____ EXCERPTED DATA

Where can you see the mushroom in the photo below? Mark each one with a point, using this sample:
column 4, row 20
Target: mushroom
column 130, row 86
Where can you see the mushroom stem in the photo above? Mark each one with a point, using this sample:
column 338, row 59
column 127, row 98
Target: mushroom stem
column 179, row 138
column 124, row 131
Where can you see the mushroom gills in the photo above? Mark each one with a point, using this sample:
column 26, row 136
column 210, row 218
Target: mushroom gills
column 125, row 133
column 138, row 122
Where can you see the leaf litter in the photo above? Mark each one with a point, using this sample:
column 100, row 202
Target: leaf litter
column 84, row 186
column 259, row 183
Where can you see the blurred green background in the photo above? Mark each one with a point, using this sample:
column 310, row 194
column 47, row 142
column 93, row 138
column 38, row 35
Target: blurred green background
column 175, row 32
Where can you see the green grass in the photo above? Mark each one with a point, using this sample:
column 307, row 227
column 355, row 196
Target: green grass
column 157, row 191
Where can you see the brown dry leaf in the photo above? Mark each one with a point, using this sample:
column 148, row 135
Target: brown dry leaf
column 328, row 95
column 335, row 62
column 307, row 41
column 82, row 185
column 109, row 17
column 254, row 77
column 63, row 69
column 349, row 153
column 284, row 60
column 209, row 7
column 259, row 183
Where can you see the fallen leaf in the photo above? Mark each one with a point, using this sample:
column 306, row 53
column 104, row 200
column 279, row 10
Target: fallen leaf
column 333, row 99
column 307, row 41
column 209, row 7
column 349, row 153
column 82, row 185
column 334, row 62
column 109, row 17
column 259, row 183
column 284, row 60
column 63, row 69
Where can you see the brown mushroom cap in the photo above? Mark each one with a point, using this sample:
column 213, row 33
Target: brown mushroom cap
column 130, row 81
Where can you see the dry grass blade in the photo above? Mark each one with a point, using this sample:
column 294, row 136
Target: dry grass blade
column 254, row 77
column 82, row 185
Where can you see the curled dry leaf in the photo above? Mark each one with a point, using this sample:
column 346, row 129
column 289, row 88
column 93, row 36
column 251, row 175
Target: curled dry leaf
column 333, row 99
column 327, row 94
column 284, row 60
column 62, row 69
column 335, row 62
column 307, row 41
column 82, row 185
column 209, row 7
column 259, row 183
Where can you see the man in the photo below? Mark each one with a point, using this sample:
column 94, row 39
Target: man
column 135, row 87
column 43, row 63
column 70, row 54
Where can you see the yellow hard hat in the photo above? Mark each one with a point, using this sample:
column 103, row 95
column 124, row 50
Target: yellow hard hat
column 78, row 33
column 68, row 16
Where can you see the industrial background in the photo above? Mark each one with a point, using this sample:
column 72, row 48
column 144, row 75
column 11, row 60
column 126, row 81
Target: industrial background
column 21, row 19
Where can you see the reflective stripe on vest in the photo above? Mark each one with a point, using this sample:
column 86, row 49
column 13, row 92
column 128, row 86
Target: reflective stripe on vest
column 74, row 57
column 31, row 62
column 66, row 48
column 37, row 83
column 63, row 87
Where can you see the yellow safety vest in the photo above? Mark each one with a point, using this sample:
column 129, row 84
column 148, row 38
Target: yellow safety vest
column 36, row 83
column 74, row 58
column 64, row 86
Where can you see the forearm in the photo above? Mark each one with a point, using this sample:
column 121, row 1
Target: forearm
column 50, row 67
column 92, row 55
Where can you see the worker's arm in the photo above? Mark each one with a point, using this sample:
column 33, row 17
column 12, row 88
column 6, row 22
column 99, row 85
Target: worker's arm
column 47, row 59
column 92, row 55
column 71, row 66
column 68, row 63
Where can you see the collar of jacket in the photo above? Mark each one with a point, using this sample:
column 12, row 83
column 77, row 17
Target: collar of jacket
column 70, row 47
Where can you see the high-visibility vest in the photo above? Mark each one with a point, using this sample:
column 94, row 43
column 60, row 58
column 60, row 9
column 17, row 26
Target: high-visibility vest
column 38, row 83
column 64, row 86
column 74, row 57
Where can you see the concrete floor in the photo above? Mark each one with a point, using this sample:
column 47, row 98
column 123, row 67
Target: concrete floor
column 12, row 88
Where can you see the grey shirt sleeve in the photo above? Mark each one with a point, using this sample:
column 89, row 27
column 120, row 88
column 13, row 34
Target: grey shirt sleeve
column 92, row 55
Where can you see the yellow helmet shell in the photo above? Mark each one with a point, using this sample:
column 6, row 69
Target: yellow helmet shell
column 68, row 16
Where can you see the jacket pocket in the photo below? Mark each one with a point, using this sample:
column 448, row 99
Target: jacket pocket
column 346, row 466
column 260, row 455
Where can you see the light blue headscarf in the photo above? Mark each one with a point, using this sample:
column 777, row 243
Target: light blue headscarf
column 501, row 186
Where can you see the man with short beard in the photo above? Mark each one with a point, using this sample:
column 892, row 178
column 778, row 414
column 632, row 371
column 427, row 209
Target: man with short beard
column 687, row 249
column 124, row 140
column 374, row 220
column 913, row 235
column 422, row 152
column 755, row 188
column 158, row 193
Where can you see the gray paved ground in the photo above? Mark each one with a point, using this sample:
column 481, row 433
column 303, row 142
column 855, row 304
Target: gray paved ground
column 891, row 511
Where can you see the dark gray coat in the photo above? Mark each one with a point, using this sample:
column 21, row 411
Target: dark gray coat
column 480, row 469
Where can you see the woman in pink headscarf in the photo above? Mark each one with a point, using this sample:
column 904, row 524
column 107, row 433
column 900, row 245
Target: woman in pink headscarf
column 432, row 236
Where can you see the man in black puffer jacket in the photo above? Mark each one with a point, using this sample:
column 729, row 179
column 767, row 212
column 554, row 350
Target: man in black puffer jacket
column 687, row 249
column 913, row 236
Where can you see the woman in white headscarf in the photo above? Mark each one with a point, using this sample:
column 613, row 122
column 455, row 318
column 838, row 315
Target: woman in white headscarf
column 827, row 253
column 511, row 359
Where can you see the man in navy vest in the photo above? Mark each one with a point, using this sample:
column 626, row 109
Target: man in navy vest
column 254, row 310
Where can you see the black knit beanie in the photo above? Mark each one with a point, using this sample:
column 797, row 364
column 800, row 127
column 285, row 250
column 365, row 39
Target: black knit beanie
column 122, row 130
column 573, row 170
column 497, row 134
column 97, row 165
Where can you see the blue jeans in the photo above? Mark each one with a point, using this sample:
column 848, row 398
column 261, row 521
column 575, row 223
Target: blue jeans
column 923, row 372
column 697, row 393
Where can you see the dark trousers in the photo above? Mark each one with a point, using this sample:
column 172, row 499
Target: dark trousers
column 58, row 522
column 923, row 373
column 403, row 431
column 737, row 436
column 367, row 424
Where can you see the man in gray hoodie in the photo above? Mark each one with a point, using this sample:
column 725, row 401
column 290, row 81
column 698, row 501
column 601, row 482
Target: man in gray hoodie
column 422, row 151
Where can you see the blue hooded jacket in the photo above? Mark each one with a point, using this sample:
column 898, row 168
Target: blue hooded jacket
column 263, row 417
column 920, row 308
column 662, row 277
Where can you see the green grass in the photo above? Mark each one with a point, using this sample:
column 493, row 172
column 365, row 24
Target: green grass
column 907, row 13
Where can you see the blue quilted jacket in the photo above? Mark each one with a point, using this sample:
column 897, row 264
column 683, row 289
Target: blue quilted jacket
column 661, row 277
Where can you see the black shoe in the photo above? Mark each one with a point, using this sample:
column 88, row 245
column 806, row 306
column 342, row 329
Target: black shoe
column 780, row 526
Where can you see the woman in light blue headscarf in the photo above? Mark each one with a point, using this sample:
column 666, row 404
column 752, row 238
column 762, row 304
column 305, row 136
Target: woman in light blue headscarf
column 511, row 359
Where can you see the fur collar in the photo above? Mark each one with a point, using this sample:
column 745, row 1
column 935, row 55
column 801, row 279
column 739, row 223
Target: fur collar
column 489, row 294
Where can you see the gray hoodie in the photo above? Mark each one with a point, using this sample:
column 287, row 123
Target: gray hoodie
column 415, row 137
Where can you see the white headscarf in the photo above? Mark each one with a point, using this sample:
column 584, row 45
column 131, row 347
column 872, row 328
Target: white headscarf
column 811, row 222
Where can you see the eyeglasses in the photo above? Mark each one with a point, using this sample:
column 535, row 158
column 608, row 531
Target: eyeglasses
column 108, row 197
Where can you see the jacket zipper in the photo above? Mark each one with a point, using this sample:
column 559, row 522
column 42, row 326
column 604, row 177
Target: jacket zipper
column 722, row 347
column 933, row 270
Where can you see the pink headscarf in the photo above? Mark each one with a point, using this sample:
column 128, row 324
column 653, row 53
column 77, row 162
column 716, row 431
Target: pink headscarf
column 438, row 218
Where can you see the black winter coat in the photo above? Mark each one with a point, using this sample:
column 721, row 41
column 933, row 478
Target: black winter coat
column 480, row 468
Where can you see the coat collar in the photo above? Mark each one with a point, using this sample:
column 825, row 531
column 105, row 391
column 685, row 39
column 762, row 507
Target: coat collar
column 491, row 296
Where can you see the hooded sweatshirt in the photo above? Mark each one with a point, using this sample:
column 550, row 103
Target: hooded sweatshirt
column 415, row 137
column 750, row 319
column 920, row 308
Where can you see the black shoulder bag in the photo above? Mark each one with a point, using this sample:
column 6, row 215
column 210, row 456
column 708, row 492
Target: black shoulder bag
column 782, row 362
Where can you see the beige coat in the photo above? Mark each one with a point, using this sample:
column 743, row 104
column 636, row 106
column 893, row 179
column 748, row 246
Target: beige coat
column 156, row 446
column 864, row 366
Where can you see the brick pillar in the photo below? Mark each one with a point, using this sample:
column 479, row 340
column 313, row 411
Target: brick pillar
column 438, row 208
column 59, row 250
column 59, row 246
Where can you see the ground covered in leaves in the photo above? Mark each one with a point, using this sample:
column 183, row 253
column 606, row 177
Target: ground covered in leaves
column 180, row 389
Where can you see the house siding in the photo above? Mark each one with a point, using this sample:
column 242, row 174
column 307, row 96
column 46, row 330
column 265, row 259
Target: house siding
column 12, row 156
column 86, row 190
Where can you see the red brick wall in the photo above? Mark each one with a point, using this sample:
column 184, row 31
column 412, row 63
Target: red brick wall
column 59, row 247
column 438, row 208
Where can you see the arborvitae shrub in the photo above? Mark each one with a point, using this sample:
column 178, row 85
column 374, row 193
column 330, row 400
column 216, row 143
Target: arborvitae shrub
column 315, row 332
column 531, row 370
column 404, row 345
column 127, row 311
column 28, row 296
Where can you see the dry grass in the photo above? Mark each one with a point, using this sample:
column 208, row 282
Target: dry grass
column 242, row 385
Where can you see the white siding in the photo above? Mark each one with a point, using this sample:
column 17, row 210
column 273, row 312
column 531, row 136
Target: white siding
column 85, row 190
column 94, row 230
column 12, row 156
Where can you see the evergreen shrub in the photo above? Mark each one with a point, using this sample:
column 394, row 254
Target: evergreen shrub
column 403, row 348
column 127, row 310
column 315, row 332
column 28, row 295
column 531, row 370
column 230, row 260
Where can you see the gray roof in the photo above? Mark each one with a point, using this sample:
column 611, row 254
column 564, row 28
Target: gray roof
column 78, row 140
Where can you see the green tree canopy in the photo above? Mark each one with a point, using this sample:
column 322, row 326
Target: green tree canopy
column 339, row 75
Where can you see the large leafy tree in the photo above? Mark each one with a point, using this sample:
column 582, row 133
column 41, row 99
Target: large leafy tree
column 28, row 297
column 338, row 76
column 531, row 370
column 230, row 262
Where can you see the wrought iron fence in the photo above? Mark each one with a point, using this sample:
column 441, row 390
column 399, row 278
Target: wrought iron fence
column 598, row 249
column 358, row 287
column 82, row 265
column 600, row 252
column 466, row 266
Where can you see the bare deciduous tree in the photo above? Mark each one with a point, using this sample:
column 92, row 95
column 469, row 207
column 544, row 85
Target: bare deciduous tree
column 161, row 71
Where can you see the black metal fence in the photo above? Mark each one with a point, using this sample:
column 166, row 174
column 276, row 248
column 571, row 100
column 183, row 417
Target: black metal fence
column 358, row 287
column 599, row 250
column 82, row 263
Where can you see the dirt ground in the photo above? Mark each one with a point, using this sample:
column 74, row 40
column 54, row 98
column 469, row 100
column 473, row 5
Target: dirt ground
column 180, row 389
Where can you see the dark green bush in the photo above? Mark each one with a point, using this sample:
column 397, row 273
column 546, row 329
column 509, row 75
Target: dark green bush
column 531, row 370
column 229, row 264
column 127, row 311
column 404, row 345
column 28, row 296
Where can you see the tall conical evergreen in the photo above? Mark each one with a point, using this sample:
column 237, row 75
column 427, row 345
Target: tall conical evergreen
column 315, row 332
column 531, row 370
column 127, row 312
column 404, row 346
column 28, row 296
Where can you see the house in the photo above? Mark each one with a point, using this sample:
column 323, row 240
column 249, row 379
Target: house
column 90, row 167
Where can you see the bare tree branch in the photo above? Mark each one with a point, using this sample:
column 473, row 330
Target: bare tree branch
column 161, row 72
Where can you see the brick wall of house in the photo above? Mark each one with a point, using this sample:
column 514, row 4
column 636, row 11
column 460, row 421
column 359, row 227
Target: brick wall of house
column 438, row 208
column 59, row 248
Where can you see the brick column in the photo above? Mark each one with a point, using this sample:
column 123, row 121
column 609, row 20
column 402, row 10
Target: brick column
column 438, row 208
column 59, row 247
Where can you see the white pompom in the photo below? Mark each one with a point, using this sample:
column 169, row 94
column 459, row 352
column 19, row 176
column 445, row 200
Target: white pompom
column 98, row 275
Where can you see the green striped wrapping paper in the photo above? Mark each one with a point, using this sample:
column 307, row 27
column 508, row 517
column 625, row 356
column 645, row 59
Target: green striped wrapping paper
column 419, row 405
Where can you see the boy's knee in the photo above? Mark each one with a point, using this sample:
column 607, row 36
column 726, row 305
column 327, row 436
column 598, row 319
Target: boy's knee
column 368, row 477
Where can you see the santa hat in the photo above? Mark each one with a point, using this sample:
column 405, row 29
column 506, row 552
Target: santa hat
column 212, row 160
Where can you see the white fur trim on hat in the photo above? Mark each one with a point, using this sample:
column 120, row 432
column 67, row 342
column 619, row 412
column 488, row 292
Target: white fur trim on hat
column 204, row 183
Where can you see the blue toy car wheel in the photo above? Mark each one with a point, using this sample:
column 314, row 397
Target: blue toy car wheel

________

» STATED PROBLEM
Put each line of the listing, from its first line through the line that contains "column 130, row 86", into a JSON list of strings, one string per line, leaving out blank lines.

» WRITTEN REPLY
[
  "Where can you see the mushroom in the photo below? Mark each one with a point, using this sample:",
  "column 4, row 20",
  "Target: mushroom",
  "column 130, row 86"
]